* _TASK_
Repeat each entry as written and leave the images out of the copy.

* _INPUT ROWS_
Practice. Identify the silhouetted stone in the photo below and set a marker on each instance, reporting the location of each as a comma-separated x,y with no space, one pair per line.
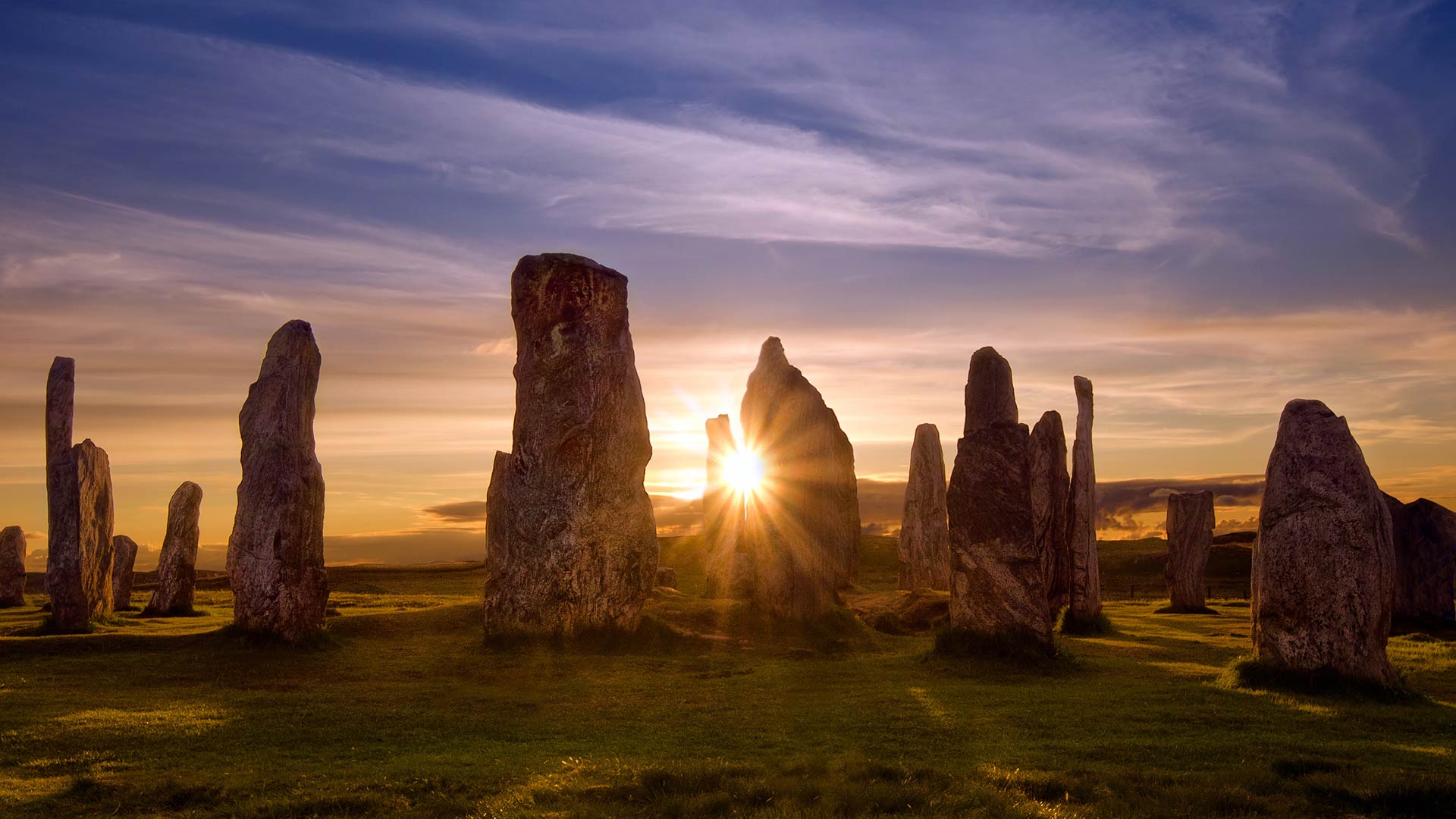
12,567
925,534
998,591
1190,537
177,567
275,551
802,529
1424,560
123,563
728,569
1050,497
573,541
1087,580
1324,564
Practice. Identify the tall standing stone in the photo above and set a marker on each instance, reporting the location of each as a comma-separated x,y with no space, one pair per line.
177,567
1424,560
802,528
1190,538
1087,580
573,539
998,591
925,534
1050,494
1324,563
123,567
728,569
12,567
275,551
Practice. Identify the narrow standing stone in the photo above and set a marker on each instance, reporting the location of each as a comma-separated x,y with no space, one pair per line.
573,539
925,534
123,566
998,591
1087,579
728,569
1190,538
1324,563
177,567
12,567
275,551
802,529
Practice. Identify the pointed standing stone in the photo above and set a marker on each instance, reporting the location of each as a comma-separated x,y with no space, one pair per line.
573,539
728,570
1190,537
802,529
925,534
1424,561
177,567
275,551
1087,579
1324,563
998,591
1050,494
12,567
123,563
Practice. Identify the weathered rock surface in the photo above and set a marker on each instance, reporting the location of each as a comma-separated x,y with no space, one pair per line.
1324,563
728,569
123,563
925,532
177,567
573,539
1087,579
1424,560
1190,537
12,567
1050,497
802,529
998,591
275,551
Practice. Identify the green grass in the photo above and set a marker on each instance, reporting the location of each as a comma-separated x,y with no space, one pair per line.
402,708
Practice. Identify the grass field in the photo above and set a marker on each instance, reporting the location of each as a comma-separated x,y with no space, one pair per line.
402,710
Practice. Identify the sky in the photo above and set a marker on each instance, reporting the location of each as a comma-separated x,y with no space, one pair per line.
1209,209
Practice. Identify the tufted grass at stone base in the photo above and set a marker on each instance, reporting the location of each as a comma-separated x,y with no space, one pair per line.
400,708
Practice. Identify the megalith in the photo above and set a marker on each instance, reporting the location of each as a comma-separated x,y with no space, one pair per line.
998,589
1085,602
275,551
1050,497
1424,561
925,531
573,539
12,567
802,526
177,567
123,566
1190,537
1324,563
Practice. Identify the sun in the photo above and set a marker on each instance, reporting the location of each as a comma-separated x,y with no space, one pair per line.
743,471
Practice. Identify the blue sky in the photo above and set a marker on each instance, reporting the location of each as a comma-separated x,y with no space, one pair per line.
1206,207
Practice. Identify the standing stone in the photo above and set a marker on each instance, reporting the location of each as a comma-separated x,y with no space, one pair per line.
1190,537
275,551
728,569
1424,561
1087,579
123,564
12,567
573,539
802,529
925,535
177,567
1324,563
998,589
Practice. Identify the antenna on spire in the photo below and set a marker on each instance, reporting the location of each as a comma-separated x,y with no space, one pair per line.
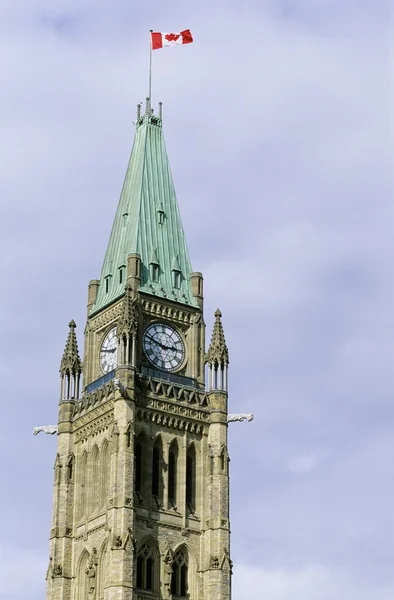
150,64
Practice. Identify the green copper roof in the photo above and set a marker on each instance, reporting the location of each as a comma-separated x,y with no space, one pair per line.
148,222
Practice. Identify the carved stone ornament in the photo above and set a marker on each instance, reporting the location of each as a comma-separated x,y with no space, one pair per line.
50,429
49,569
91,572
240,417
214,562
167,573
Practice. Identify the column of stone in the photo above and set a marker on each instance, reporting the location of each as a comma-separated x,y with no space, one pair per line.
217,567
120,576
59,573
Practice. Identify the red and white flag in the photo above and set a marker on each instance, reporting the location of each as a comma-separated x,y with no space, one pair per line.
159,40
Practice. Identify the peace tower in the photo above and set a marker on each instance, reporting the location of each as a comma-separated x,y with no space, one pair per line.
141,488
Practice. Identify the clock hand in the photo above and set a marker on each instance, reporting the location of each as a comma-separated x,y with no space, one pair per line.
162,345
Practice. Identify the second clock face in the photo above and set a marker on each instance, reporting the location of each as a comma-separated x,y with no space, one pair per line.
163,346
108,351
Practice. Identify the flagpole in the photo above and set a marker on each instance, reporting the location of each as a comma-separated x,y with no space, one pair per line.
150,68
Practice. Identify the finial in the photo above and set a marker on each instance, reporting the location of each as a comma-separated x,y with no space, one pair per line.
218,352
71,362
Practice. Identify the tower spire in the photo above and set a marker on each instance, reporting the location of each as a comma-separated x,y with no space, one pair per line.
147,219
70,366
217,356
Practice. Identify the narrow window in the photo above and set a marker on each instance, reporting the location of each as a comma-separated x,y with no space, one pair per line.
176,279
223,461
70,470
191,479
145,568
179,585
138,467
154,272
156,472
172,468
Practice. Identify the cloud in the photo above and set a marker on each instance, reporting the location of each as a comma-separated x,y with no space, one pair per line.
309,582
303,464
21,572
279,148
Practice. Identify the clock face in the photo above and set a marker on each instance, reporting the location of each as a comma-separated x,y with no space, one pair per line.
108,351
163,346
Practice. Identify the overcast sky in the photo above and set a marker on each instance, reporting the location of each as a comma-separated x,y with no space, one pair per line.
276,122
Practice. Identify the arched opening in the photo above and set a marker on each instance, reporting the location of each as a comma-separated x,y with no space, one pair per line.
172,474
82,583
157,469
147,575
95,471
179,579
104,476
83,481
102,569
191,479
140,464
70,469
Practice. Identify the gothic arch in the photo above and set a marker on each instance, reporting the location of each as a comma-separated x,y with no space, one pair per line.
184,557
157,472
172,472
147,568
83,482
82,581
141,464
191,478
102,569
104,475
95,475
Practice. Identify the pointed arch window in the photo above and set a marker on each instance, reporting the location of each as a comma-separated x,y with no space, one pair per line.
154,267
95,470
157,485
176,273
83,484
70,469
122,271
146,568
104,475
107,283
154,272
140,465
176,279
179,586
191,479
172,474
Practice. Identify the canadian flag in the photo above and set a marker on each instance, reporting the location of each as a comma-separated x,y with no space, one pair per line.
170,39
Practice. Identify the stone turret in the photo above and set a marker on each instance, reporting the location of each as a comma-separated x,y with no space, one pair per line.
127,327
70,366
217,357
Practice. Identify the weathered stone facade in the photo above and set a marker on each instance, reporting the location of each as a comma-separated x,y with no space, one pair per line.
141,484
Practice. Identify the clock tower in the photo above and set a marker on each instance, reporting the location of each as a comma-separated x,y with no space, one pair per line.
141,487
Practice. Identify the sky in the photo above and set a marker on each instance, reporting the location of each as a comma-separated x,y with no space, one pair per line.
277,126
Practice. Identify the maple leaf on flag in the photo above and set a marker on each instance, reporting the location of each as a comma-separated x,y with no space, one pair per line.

* _FINISHED EXERCISE_
Practice. Identify the silhouetted stone in the photo below and set a marker on each instance, reporting the location of each as a comma-separated x,y with no space, one pair per line.
12,567
925,534
998,591
1190,537
177,567
275,551
802,529
1424,560
123,563
728,569
1050,497
573,541
1087,580
1324,564
Practice. Identify the tall standing stone in the photo above and set a marker on each instance, reporting the location of each as a comma-separated x,y with no space, one pair per line.
177,567
1424,560
802,528
1190,538
1087,580
573,539
998,591
925,534
1050,494
1324,563
123,567
728,569
12,567
275,551
Practice. Identify the narrow standing stone in the photo above and set a marker on each instance, reporting the location of each as a comma-separated x,y with no space, one pair per line.
573,539
925,534
123,566
998,591
1087,579
728,569
1190,538
1324,563
177,567
12,567
275,551
802,529
Practice. Identify the pointed standing stone in the photo above and set a marker on each instance, reporting the location of each as a comma-separated x,y with no space, one pair per line.
573,539
728,570
1190,537
802,529
925,534
1424,561
177,567
275,551
1087,579
1324,563
998,591
1050,494
12,567
123,563
Practice. Identify the weathered rock surface in the photo above and set a marker on each instance, reporting the location of each as a comma-separated x,y with no space, one pair per line.
1324,563
728,569
123,563
925,532
177,567
573,539
1087,579
1424,560
1190,537
12,567
1050,497
802,529
998,591
275,551
Practice. Identify the green grass in the photo above and set a marker on each instance, reporting the location of each as a comma-separated x,y with no space, one pair per line.
402,708
Practice. Identify the grass field in the photo above and set a marker on each instance, reporting the location of each as a comma-separated x,y with no space, one pair per line.
402,710
Practice. Identify the sky in the photo above and set a marker on each instance, reporting the location of each as a comma-separated x,y with no space, one pair per line.
1209,209
Practice. Identify the tufted grass at stone base in the photo above and set a marker on each instance, reporting the location of each as a comma-separated x,y with no space, one pair per line.
400,708
Practice. Identify the megalith in the photo above and set a marker on each instance, reporting the location of each as a comma-separated x,y with no space, one pair per line.
998,589
1085,602
275,551
1050,497
1424,561
925,531
573,539
12,567
802,526
177,567
123,566
1190,537
1324,563
Practice. Identify the sun in the photo above and set a marker on each instance, reporting the location of each as a comma-separated x,y with no space, one pair per line.
743,471
Practice. Identify the blue sky in the photo above and set a marker on each instance, reporting the location of each as a comma-separated x,y with no space, one pair per line.
1206,207
Practice. Identify the standing stone in the photo above and set a marker on each instance, reporting the location of each as a comma-separated x,y with no space, one pair per line.
1190,537
275,551
728,569
1424,561
1087,579
123,564
12,567
573,539
802,529
925,535
177,567
1324,563
998,589
Practice. Identify the antenna on spire in the photo below and set a marker on each instance, reporting the location of each as a comma-separated x,y with no space, one pair per line.
150,64
Practice. Identify the green copper roof in the photo above and set a marker on each instance, reporting the location of each as a comma-separated x,y with no space, one pair per line.
148,222
Practice. Identify the carved stone ornament in the photo above and set a marker on each instance, reporting the location of each as a comma-separated x,y with no space, one pair per line.
50,429
49,569
91,572
240,417
214,562
167,573
Practice. Identify the column of stone in the photo above and set a marker on each instance, reporting the location of each as a comma-separated x,y with no space, one pair per line.
217,567
120,576
59,573
Practice. Identify the red and white flag in the photo above and set a marker on each instance, reporting the location of each as a comma-separated x,y with no space, one pair per line.
159,40
Practice. Identify the peace tower in the photo above and set a marker on each instance, reporting the location of each as a comma-separated x,y with no space, one pair per line.
141,488
Practice. Identify the clock hand in the photo above and set a marker on each instance, reporting the location of each as a comma-separated x,y with no space, one pair per line.
162,345
Practice. Identify the second clock face in the photo above and set a marker on each instance, reporting the location of each as a comma-separated x,y with no space, one pair per line.
163,346
108,351
Practice. Identify the flagpole in the photo above and set a marker on each instance, reporting the location of each as a comma-separated x,y with no space, one pair per line.
150,68
Practice. Identify the finial in the photo above and set a marker on each instance, reporting the location of each as a comma-separated x,y with no space, one pair per line.
218,352
71,362
Practice. Identify the tower spire in the photo above and set a marker on each instance, reporting the location of each as a comma-separated x,y with no space, one pair per line.
147,219
70,366
217,356
Practice. Identify the narrow window in the photo above and set a marker on each instance, reporting the location of each as a comma-separated x,y with no space, one pair per line.
176,279
223,461
70,470
191,479
145,568
179,585
138,467
154,272
156,472
172,468
Practice. Identify the cloud in the photo above and set a marker on each instance, reporting the location of each as a comma-separated x,y with no space, one pair per line.
309,582
303,464
21,572
279,148
Practice. Identify the clock face in the photo above and set a marker on each instance, reporting the location of each as a comma-separated x,y with no space, one pair per line.
108,351
163,346
Practice. Identify the overcast sky in the photo above and set a marker on each instance, reporting the location of each as a comma-separated x,y with no space, one pair per line.
276,122
Practice. Identify the arched opening in the photo above and set a marker on each instance, reporting the location of each as a comma-separated x,y with no space, one pair per line.
172,474
82,583
157,469
147,575
95,471
179,579
104,476
83,481
102,569
191,479
140,464
70,469
Practice. Identify the gothic arch in the photo above and set a marker on each instance, reporting the location of each as a comma-separated x,y with no space, one pair per line.
184,557
157,472
172,472
147,568
83,482
82,581
141,464
191,478
102,569
104,475
95,475
Practice. Identify the pointed arch window in the photo above and set a marker on each instance, reporting the location of each as a comma-separated x,y with no space, one pair per line.
154,267
95,470
157,485
176,273
83,484
70,469
122,271
146,568
104,475
107,283
154,272
140,465
176,279
179,586
191,479
172,474
Practice. Identify the canadian flag in the photo above and set a marker on each instance, reporting the location of each as a comma-separated x,y with no space, one pair per line.
170,39
Practice. Identify the stone turret in the photo above and set a marker on each instance, reporting the location of each as a comma-separated x,y with no space, one pair per line.
127,327
70,366
217,357
Practice. Identify the weathered stone facade in the photo above and set a marker on each instance, reporting the location of each as a comma-separated x,y with no space, one pair per line.
141,484
Practice. Identify the clock tower in the photo above and set a marker on each instance, reporting the location of each as a comma-separated x,y with no space, one pair per line.
141,487
Practice. Identify the sky in the photo above and set a marker on each instance, reporting the location of each as a comma-separated x,y with no space, one pair per line.
277,126
Practice. Identify the maple leaf on flag in the photo above and set a marker on each instance, reporting the location of each as a comma-separated x,y with no space, one pair per line.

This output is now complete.